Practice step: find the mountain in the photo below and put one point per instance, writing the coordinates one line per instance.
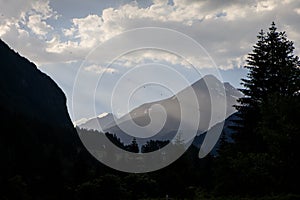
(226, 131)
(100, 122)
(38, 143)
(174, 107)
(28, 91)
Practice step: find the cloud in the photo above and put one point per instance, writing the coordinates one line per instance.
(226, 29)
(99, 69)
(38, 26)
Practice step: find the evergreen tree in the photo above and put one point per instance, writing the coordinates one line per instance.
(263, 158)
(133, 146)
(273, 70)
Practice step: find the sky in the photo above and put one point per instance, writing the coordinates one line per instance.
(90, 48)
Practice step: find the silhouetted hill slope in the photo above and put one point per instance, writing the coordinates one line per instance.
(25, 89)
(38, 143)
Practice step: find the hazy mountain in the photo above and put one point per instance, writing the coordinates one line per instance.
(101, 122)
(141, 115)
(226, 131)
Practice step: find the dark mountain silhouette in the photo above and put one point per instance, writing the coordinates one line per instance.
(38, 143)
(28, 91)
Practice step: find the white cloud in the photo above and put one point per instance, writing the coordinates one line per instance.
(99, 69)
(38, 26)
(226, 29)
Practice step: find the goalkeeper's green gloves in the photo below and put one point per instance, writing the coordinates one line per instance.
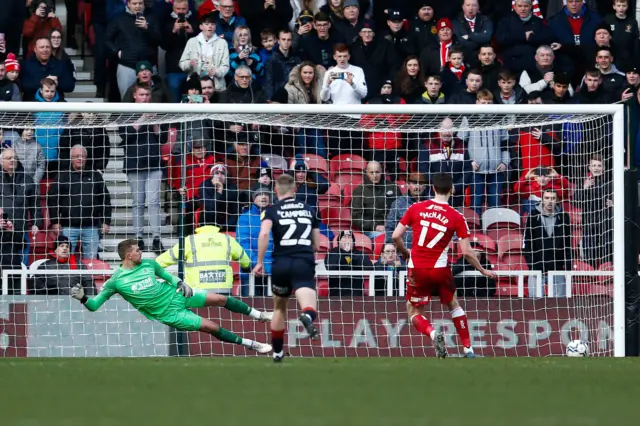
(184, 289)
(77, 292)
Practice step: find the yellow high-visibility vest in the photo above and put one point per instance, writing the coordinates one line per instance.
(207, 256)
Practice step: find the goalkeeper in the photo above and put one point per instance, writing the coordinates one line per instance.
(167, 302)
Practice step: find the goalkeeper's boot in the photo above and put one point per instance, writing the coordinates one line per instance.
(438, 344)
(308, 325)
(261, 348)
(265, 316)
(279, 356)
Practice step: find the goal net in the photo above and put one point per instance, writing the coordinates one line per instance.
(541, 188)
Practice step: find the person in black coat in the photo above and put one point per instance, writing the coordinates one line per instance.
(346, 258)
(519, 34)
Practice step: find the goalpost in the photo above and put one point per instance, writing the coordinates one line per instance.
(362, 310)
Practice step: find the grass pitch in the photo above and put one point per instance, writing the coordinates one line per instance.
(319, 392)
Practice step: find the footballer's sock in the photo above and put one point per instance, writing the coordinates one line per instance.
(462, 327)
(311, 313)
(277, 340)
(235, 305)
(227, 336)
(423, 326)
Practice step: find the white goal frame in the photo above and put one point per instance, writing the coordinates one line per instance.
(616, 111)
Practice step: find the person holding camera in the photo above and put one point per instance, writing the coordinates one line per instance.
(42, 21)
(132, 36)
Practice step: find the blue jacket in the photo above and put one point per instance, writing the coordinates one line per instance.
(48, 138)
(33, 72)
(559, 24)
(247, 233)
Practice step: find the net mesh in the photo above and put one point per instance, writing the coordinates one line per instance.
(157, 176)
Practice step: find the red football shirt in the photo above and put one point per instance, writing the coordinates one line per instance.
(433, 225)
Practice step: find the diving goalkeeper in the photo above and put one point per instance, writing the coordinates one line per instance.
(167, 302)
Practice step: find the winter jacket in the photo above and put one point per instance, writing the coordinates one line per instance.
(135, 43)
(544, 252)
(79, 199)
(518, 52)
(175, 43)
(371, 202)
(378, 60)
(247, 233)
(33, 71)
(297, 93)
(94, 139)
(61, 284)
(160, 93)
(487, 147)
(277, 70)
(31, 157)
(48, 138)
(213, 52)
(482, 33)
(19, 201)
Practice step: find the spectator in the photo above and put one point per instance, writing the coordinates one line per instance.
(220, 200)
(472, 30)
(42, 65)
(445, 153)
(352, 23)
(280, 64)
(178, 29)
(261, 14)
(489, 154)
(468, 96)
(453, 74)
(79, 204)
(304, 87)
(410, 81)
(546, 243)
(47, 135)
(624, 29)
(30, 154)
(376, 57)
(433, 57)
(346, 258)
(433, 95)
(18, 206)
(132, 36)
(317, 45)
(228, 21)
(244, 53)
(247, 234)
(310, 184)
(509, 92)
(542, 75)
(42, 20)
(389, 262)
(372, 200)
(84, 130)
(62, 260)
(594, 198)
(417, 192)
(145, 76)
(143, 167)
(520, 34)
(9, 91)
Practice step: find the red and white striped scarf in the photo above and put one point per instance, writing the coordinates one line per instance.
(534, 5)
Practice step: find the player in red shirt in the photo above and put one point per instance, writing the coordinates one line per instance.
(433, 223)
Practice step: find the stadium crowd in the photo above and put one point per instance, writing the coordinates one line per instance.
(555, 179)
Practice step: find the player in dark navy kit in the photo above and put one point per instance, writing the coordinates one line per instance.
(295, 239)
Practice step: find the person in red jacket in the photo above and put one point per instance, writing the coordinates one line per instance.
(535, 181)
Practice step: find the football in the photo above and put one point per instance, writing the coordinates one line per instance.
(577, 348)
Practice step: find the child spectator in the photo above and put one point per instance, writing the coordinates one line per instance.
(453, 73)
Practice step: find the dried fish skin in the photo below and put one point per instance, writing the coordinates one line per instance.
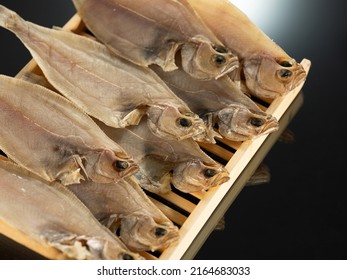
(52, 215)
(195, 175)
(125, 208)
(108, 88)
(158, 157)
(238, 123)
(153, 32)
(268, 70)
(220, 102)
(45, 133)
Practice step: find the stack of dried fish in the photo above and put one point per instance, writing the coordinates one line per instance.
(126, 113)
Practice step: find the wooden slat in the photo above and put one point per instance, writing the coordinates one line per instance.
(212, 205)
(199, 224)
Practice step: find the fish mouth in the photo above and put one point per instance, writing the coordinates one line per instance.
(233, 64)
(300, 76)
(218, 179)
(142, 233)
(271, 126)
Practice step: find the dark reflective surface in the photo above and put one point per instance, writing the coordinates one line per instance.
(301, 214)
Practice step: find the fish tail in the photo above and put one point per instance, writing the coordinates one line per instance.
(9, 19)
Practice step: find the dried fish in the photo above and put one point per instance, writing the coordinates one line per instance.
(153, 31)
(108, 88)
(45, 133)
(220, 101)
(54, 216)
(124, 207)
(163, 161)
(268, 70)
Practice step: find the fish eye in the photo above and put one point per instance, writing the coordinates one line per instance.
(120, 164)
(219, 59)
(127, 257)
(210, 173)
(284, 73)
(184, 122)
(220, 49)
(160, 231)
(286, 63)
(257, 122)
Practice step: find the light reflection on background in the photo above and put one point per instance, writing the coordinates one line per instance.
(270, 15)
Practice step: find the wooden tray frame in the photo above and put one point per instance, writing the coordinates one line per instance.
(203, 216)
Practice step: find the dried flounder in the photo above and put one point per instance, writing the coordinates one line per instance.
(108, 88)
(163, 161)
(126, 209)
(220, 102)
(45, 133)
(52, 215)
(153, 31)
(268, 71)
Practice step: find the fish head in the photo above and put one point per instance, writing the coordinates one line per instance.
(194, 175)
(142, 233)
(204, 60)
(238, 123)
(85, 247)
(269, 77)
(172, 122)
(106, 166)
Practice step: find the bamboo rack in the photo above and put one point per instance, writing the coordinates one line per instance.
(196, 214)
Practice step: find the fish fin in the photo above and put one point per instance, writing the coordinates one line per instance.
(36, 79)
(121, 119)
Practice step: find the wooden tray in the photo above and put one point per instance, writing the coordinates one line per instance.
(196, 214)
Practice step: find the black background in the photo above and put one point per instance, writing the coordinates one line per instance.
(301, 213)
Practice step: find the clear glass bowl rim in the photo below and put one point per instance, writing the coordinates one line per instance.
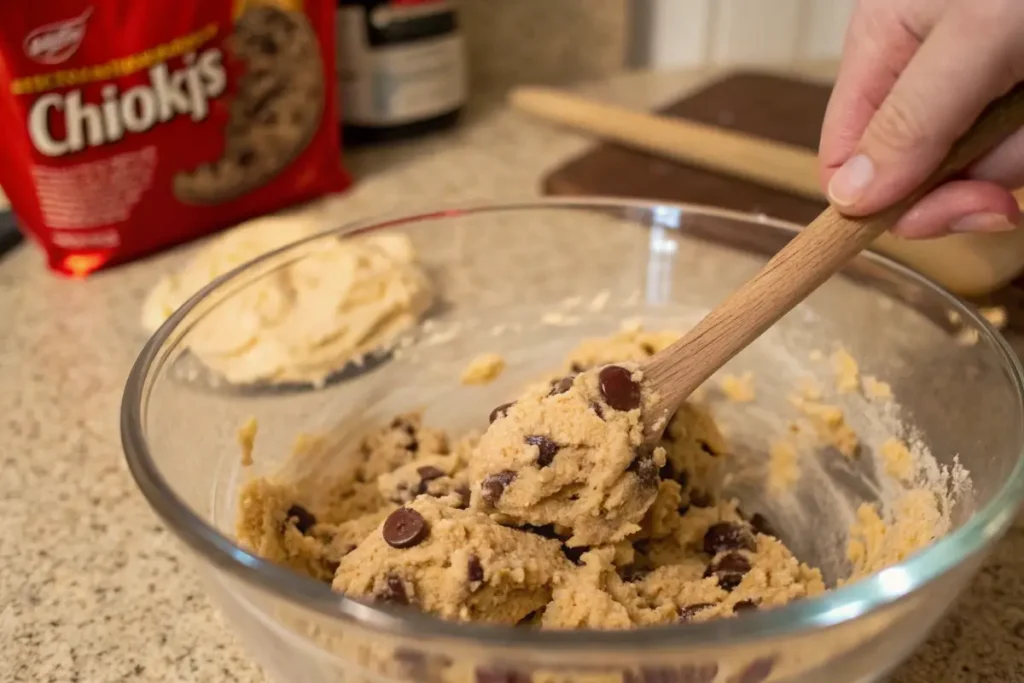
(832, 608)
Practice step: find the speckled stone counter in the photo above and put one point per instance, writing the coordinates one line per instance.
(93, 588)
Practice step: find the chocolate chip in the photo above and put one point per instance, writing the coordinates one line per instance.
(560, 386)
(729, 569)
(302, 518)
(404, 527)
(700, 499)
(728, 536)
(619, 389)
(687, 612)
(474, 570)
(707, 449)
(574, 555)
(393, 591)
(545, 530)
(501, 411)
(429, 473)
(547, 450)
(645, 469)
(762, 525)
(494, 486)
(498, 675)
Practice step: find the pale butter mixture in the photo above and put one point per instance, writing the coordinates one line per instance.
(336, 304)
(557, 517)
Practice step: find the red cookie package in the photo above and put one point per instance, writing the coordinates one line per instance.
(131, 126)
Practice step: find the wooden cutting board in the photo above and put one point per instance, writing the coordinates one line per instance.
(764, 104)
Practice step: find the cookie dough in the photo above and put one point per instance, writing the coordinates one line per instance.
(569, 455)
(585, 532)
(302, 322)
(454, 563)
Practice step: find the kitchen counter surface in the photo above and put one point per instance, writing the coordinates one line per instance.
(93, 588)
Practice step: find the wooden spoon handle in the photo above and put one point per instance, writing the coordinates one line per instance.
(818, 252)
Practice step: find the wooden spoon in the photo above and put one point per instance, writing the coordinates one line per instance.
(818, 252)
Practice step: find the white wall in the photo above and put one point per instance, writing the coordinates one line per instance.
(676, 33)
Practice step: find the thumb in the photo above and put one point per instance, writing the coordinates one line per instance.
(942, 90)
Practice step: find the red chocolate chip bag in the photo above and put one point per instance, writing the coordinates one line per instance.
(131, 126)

* * * * *

Directive
Copy exactly the lines above, from the one containing "Practice step: find the red cookie" through the very last line.

Answer to the exercise
Practice step: find the red cookie package in the photo above and put one point per instance, writing the coordinates one line per instance.
(131, 126)
Practice step: find the wooden cutting board in the photo above and put one point per instance, writing the coordinates one line per instance.
(764, 104)
Practice step: find the cookie dough in the photo above and put one point per instance, writing the coordinates one line per instance.
(569, 455)
(585, 532)
(302, 322)
(454, 563)
Practice step: find the kitchen counter surface in the photo above and put one point per instance, writing the coordinates one line per instance.
(93, 588)
Practice step: find the wooden spoon handle in the photo above and put one point per instance, writing the coordinates one line per instance.
(818, 252)
Practice step: find the wooden spoon in the photo above and put one point per instance, writing the coordinates one line per instance.
(818, 252)
Practice step: find the white wall in the photo above and put one point per instance, writing the coordinates one line per instance.
(676, 33)
Practice step: find the thumb in the photo above and put one point per instance, writing the coordinates one line per instance.
(942, 90)
Practice step: find the red chocolate chip bag in the photo above and put one point per instance, writing the coordinates one line per instance.
(131, 126)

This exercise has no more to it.